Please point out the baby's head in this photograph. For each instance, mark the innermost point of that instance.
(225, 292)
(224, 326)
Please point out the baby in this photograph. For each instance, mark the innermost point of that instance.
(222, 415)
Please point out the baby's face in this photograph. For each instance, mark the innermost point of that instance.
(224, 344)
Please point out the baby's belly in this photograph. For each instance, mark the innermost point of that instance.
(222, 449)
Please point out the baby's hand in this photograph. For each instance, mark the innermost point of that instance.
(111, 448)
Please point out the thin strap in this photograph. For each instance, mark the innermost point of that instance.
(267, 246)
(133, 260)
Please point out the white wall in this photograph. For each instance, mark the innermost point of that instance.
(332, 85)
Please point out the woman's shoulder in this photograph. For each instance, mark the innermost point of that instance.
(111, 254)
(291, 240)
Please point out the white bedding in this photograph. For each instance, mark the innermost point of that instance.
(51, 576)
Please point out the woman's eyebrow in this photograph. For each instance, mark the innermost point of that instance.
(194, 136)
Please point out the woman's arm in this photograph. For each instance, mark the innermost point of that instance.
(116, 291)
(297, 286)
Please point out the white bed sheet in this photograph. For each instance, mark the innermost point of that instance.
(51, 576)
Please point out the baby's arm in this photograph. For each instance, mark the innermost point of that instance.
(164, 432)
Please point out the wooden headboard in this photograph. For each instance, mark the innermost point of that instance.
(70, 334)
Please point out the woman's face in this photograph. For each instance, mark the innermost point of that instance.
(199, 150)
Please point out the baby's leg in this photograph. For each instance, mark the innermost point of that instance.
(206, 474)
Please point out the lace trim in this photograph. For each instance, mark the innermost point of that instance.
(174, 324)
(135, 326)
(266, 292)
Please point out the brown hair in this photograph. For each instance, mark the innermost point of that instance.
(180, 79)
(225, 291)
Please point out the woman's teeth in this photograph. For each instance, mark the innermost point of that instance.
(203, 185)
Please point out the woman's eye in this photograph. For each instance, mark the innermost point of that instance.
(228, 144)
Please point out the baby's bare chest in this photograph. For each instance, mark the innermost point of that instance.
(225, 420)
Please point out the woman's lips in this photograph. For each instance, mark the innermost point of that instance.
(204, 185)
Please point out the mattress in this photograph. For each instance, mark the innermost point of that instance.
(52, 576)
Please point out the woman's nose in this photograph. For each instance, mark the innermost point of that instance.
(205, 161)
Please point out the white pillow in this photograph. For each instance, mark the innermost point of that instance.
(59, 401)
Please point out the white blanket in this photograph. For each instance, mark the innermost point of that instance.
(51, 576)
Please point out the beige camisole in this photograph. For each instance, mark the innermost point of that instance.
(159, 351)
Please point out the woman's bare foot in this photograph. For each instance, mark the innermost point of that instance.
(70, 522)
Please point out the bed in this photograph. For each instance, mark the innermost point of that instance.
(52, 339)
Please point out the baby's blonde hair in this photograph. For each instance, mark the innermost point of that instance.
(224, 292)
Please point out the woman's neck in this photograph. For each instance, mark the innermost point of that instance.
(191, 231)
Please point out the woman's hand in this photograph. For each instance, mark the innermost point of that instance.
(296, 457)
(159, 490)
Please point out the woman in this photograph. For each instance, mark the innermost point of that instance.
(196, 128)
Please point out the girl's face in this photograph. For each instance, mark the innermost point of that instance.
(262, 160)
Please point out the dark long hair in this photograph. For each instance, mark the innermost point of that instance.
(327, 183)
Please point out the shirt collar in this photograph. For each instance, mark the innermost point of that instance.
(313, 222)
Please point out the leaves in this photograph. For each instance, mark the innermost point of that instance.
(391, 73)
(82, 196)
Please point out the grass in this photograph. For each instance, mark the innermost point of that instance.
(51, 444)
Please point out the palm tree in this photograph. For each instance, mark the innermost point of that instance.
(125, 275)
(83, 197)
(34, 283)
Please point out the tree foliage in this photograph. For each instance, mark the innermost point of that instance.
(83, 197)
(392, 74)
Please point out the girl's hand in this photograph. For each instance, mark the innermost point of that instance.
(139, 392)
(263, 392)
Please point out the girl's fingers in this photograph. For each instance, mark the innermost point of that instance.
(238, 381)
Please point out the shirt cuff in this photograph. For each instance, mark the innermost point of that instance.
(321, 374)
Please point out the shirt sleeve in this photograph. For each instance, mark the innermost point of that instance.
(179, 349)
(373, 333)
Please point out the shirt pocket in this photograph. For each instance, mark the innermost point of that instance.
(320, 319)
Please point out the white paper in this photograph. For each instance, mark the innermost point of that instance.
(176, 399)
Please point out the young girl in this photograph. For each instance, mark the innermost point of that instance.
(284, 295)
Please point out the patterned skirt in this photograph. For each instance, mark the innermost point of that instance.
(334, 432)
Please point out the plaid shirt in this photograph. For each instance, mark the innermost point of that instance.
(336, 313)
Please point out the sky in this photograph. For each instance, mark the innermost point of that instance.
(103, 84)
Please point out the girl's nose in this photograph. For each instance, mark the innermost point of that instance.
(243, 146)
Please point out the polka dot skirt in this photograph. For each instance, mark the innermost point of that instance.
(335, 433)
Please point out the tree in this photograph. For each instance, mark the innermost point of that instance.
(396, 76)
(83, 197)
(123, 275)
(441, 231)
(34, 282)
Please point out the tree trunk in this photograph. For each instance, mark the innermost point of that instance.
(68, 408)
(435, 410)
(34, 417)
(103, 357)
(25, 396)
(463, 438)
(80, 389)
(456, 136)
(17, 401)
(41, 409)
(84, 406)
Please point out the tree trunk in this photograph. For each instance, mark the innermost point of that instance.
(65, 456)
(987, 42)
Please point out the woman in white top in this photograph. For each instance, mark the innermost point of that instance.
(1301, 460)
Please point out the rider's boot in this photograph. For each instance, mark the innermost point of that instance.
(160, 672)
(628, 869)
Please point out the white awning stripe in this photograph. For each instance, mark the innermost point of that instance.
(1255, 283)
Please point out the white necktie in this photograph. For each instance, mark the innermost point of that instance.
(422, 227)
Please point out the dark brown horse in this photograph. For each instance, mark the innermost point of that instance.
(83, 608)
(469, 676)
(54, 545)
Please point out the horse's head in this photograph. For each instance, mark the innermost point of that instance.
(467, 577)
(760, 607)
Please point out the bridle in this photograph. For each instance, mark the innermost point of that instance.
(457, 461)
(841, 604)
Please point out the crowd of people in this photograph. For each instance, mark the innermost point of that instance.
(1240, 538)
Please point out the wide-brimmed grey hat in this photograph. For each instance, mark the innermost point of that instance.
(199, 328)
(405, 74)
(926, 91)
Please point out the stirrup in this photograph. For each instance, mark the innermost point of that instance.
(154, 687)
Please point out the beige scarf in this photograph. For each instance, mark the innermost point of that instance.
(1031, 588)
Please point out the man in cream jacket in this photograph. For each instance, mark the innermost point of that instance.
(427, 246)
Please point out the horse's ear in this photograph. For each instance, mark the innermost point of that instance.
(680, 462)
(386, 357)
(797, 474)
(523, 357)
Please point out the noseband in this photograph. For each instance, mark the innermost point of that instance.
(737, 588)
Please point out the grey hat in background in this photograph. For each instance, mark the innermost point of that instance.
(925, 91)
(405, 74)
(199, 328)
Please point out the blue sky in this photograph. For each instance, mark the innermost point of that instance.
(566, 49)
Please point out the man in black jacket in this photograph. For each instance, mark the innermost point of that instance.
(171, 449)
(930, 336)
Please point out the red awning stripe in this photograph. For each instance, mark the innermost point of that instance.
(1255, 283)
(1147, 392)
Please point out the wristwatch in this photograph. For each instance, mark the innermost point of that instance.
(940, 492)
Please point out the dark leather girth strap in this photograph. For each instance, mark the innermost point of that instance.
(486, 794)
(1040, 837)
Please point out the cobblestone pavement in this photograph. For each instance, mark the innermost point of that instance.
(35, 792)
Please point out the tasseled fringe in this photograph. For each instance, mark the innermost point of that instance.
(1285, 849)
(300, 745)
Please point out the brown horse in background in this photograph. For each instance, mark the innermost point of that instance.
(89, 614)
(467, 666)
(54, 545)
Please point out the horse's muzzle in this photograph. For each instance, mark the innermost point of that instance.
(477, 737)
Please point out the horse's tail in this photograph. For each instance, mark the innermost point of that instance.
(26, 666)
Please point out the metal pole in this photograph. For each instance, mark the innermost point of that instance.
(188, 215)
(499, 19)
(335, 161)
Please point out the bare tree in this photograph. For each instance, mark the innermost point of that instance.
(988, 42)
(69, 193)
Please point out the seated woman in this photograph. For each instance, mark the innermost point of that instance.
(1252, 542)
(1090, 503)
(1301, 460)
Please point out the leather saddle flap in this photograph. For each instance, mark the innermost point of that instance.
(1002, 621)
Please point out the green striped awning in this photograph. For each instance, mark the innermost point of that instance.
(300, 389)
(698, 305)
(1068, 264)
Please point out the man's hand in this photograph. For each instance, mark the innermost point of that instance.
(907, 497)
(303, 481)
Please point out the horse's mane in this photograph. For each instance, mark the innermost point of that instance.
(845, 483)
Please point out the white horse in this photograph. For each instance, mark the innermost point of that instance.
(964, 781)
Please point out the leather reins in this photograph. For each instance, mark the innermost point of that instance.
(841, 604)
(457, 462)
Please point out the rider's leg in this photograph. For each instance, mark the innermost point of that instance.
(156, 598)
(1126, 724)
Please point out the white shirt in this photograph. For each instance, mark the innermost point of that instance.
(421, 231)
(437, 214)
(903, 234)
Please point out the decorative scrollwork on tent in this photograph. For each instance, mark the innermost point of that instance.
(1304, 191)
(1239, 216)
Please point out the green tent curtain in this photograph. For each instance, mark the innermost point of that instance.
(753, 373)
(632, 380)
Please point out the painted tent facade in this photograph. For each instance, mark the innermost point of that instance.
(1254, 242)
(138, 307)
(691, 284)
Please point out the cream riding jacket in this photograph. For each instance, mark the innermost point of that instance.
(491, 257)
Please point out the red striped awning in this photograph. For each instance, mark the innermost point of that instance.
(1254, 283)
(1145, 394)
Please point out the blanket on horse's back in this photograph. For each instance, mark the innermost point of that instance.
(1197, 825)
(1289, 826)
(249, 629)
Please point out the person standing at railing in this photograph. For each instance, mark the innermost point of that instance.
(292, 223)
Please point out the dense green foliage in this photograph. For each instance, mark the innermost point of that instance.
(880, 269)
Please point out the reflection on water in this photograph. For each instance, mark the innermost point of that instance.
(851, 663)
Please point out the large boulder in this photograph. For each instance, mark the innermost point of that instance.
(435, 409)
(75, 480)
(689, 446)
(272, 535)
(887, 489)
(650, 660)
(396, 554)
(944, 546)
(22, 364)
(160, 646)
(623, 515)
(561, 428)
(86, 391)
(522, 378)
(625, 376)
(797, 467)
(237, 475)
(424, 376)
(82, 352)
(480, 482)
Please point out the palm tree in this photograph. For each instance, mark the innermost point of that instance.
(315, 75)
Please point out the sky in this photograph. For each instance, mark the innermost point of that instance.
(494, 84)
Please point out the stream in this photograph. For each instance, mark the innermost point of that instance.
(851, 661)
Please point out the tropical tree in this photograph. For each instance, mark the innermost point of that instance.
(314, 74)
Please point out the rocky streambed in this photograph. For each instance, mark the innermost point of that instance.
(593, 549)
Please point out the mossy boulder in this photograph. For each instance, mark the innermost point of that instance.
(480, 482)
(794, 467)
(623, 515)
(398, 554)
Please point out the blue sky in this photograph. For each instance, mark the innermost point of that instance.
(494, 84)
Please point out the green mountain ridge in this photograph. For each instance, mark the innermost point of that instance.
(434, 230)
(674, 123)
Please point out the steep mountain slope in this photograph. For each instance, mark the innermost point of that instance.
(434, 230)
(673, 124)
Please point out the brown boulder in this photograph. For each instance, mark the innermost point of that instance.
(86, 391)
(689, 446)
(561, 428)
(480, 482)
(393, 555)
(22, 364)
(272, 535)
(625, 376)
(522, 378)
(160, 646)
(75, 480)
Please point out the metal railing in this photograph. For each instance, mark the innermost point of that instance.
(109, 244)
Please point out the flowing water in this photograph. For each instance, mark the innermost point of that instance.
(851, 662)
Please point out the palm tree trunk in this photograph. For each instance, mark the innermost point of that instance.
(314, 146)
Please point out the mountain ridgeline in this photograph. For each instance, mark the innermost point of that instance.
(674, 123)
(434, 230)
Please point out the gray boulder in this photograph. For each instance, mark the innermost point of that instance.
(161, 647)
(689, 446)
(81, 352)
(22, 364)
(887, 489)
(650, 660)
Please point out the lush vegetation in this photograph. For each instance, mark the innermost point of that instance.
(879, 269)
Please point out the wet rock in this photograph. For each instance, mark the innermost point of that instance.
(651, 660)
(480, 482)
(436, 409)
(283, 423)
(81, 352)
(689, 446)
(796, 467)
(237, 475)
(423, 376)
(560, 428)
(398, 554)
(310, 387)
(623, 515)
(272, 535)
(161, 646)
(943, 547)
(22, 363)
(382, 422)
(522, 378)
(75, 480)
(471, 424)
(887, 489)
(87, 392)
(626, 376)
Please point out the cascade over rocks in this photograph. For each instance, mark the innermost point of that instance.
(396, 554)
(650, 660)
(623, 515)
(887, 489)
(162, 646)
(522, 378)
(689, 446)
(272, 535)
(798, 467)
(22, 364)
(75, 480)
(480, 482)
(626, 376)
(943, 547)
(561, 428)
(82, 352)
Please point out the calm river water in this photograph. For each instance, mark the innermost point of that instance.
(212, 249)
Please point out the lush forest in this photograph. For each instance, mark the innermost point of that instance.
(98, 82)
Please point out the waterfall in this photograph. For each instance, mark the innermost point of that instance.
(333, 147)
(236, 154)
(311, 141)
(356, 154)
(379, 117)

(REQUIRED TASK): Write out exactly the lines of the entries above that run from the line containing "Please point out the lush vegetation" through the last line, including both.

(TASK RESULT):
Please point out the lush vegetation in this photograph. For each instance, mark the innermost point of that instance.
(879, 269)
Please point out the wet rock in this photograph. For each instance, mark the innermost point of that instance.
(651, 660)
(480, 482)
(436, 409)
(283, 423)
(81, 352)
(689, 446)
(796, 467)
(237, 475)
(423, 376)
(560, 428)
(398, 554)
(310, 387)
(623, 515)
(272, 535)
(161, 646)
(943, 547)
(22, 363)
(382, 422)
(522, 378)
(75, 480)
(471, 424)
(887, 489)
(87, 392)
(626, 376)
Please point out the cascade over rocks in this photograph. For each instance, mark the innermost point of that instance.
(396, 554)
(650, 660)
(623, 515)
(887, 489)
(162, 646)
(522, 378)
(689, 446)
(272, 535)
(798, 467)
(22, 364)
(75, 480)
(480, 482)
(626, 376)
(943, 547)
(561, 428)
(82, 352)
Please point out the calm river water in this photograph. For each instance, mark the innermost point of that instance.
(212, 249)
Please point out the lush forest in this photograph. For each instance, mark the innermost point of that instance.
(98, 82)
Please point out the waterfall in this photograph. For each instance, mark the innermost point of that instance.
(333, 147)
(236, 154)
(311, 141)
(356, 154)
(379, 117)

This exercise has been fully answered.